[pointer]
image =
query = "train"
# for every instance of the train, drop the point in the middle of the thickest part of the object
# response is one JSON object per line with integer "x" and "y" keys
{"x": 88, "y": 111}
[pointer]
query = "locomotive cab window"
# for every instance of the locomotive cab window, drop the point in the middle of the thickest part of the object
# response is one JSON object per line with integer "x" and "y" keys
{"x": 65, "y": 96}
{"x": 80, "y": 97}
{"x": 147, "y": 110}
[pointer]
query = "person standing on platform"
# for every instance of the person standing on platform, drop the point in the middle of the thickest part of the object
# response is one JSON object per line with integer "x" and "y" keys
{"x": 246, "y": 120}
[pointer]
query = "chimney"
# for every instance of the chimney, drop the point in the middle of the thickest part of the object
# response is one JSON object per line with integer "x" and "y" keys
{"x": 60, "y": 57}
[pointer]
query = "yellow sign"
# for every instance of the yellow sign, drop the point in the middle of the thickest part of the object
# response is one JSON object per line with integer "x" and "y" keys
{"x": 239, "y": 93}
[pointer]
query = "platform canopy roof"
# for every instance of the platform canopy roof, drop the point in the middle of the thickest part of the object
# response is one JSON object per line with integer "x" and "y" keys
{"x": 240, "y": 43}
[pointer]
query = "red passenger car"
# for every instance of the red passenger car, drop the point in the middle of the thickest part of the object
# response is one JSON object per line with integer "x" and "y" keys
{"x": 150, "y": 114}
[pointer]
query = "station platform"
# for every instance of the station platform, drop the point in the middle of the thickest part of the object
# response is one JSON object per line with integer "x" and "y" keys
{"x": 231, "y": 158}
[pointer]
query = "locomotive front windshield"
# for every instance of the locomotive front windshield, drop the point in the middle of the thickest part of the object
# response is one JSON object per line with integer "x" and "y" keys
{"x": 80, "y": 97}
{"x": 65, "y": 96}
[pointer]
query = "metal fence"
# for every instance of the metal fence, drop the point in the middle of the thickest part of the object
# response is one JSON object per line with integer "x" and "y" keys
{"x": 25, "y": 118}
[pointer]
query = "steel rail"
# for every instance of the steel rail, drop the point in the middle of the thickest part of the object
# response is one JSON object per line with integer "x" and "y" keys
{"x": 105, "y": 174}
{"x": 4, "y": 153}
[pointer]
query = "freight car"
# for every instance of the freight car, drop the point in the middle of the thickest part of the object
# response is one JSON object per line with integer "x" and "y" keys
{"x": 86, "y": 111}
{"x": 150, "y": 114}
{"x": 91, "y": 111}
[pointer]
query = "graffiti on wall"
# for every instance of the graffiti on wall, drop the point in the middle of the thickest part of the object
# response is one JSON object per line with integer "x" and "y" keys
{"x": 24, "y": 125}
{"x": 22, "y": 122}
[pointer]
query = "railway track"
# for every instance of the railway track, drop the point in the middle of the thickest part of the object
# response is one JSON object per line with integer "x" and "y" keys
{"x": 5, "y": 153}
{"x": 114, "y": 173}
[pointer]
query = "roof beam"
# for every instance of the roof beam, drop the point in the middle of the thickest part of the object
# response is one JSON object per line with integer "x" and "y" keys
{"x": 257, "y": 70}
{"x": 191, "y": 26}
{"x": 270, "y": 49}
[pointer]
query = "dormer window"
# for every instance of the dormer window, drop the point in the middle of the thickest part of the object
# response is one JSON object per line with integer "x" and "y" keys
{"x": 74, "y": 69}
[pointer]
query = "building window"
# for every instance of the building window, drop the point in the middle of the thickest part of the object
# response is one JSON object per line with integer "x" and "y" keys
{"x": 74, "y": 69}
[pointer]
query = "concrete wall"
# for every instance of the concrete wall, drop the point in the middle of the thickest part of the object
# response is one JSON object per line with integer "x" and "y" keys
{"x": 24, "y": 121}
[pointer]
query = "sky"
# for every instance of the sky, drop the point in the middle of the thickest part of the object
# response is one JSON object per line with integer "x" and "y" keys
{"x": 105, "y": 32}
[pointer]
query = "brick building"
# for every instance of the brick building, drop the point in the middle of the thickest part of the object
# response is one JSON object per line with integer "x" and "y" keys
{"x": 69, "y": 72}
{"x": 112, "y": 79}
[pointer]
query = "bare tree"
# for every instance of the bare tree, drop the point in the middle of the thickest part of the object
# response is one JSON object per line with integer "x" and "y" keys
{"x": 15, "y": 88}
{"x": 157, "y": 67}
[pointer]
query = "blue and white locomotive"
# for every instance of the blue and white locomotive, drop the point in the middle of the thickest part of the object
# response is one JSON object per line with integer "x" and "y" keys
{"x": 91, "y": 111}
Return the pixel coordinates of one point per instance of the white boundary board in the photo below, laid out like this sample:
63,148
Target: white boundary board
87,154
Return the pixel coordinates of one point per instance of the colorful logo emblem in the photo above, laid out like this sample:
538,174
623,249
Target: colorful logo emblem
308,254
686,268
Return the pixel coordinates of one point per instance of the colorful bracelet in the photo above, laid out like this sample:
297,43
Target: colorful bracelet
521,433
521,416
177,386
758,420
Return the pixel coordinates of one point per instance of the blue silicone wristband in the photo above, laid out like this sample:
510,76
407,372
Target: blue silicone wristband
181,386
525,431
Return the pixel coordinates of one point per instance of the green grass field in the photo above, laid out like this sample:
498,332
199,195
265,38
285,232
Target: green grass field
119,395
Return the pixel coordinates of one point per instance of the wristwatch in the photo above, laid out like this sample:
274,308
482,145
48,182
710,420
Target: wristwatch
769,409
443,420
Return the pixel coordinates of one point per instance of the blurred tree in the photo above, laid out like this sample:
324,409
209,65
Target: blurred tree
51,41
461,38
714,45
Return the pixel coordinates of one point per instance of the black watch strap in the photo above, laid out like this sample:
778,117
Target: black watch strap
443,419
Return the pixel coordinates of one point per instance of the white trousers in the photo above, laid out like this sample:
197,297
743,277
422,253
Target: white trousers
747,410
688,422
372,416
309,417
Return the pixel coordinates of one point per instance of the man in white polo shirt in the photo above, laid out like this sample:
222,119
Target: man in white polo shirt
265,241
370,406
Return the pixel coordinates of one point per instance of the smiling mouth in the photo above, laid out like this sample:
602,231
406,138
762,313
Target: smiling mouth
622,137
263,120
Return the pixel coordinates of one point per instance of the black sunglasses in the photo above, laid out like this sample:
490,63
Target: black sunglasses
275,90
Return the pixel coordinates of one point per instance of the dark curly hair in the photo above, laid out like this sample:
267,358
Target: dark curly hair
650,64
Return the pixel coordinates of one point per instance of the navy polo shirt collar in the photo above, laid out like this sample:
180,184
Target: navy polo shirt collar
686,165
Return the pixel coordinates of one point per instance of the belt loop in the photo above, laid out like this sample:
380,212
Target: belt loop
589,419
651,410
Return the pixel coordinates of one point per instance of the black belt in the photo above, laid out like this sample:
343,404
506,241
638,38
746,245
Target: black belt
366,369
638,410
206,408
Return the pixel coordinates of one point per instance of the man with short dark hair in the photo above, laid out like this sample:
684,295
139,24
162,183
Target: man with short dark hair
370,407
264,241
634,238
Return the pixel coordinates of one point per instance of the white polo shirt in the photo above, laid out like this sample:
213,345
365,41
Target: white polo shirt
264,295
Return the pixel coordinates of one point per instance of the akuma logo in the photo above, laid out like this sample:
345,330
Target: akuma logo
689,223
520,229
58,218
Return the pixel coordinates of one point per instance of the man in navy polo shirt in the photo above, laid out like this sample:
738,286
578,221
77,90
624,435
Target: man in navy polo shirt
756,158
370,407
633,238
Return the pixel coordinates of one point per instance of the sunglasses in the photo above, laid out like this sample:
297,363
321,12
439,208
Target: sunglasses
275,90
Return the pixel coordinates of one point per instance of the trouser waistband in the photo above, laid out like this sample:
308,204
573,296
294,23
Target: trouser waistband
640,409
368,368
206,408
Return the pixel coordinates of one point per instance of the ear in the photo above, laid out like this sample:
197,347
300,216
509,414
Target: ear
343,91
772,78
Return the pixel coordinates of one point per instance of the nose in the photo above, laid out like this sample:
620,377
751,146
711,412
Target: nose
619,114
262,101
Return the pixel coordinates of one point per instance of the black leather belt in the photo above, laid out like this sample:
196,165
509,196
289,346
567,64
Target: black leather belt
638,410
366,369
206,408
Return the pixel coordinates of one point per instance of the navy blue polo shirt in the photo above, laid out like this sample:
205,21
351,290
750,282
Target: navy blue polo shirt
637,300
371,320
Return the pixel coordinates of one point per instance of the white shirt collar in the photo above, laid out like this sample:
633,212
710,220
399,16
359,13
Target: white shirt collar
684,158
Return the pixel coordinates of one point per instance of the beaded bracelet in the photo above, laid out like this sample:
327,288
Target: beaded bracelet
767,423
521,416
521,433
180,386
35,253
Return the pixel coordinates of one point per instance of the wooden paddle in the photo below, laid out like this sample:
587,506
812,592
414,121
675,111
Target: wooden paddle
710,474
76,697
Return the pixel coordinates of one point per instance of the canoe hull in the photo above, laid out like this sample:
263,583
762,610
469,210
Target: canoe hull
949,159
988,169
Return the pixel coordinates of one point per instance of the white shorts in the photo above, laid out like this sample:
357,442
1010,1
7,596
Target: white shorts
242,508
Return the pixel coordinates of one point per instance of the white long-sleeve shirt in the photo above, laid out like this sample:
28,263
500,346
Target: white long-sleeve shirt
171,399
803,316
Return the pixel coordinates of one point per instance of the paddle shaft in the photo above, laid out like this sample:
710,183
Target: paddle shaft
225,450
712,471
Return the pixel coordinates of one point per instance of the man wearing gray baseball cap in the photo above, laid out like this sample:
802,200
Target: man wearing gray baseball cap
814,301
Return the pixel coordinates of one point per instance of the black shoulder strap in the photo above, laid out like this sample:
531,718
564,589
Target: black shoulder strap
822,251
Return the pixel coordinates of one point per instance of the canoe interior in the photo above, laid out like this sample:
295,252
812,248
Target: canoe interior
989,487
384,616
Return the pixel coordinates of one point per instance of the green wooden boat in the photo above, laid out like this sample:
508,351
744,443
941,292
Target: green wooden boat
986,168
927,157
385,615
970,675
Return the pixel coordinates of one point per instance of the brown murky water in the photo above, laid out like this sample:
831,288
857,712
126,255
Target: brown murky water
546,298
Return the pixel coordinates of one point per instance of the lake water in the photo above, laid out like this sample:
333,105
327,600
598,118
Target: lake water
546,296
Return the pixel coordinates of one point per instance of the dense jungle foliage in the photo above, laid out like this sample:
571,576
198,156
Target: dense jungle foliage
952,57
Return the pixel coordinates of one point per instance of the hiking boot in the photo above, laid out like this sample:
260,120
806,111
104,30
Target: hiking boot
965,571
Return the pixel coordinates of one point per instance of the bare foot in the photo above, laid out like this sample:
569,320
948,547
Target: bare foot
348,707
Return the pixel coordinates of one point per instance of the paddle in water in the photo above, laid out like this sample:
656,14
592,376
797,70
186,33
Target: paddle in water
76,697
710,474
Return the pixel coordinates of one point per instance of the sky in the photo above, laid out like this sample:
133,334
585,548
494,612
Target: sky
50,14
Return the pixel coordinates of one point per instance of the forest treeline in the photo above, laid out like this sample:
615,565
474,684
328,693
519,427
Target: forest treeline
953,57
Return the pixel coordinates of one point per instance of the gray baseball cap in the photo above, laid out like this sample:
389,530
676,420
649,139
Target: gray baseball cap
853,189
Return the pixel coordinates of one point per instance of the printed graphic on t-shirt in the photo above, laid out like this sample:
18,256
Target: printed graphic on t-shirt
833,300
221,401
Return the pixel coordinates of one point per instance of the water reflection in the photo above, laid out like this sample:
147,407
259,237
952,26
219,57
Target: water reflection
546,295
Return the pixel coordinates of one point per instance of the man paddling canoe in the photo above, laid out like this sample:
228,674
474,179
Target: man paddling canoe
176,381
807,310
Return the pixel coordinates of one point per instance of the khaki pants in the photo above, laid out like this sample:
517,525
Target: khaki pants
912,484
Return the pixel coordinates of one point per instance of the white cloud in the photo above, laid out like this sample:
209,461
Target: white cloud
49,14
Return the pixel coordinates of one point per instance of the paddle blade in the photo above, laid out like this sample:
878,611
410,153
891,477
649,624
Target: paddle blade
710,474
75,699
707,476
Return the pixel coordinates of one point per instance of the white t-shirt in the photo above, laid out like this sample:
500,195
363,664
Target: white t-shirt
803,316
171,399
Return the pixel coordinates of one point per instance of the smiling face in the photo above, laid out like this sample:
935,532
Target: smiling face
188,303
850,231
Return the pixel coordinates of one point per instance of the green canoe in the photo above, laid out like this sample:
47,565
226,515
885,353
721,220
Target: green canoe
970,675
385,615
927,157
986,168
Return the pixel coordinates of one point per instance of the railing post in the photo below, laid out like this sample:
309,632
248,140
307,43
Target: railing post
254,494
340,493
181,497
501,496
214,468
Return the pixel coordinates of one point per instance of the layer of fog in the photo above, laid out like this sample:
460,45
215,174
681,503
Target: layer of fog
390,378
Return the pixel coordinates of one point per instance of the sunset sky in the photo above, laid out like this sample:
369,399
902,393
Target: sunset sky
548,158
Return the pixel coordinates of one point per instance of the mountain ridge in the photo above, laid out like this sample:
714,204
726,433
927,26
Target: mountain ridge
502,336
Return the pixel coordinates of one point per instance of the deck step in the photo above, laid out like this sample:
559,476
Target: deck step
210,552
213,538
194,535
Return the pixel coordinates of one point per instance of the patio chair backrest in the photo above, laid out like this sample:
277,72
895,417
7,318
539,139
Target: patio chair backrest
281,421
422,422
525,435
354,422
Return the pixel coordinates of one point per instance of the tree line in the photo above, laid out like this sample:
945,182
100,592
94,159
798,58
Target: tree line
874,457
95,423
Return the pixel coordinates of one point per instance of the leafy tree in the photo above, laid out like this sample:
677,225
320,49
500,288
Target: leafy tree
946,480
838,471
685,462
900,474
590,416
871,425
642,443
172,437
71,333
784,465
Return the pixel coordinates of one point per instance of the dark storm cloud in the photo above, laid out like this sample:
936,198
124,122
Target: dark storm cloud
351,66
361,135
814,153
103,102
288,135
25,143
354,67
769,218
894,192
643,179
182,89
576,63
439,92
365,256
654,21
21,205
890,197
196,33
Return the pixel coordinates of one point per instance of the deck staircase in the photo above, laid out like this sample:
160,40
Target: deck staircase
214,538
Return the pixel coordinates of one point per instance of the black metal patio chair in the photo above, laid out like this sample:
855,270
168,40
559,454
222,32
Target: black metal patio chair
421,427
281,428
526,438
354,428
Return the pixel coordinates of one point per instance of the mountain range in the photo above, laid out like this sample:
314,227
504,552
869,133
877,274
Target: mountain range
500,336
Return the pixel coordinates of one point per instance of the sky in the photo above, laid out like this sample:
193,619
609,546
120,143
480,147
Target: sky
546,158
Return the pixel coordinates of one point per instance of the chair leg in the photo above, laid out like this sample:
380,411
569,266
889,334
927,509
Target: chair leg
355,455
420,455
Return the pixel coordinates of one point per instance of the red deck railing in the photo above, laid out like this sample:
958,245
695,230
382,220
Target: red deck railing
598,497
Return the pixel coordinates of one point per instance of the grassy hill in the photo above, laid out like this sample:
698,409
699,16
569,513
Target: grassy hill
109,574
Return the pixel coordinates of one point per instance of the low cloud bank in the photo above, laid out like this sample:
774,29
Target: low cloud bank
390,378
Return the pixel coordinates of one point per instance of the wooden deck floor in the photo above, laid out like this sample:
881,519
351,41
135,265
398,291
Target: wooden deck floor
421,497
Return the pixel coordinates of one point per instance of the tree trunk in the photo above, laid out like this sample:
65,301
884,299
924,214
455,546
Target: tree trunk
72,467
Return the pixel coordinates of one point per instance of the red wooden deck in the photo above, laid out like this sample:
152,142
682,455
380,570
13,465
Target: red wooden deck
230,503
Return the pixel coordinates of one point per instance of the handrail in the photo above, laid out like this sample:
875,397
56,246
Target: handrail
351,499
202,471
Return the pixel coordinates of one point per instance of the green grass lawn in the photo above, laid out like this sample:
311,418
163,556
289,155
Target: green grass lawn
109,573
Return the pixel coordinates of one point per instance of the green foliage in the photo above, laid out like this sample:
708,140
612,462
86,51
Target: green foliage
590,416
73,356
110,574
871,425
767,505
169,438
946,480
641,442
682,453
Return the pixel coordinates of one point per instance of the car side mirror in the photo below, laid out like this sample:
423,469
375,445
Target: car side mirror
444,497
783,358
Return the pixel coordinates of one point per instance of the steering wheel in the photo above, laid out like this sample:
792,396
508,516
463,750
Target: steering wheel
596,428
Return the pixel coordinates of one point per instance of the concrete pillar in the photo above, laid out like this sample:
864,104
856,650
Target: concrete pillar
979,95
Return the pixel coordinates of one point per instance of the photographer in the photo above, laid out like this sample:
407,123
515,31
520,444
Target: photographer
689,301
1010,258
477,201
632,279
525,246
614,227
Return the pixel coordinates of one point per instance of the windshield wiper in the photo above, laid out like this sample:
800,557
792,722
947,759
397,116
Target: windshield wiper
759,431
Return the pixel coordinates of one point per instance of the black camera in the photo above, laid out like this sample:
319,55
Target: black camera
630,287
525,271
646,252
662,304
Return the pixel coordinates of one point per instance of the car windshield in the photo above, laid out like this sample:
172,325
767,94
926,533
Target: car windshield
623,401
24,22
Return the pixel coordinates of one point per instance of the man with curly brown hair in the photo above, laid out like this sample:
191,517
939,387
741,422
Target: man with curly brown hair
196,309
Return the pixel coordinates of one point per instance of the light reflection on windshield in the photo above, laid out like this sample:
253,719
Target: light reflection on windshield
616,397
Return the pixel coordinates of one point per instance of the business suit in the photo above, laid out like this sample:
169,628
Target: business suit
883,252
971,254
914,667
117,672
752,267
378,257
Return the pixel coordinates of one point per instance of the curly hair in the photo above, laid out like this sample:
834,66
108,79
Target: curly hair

::::::

> [Task requirements]
Identify and extract each line of the listing that contains "roof".

> [Answer space]
query = "platform canopy roof"
# for every instance of the platform canopy roof, drop the point in the middle of the thickest part of the object
query = "roof beam"
# for every instance of the roof beam, drop the point in the middle of the thickest part of the object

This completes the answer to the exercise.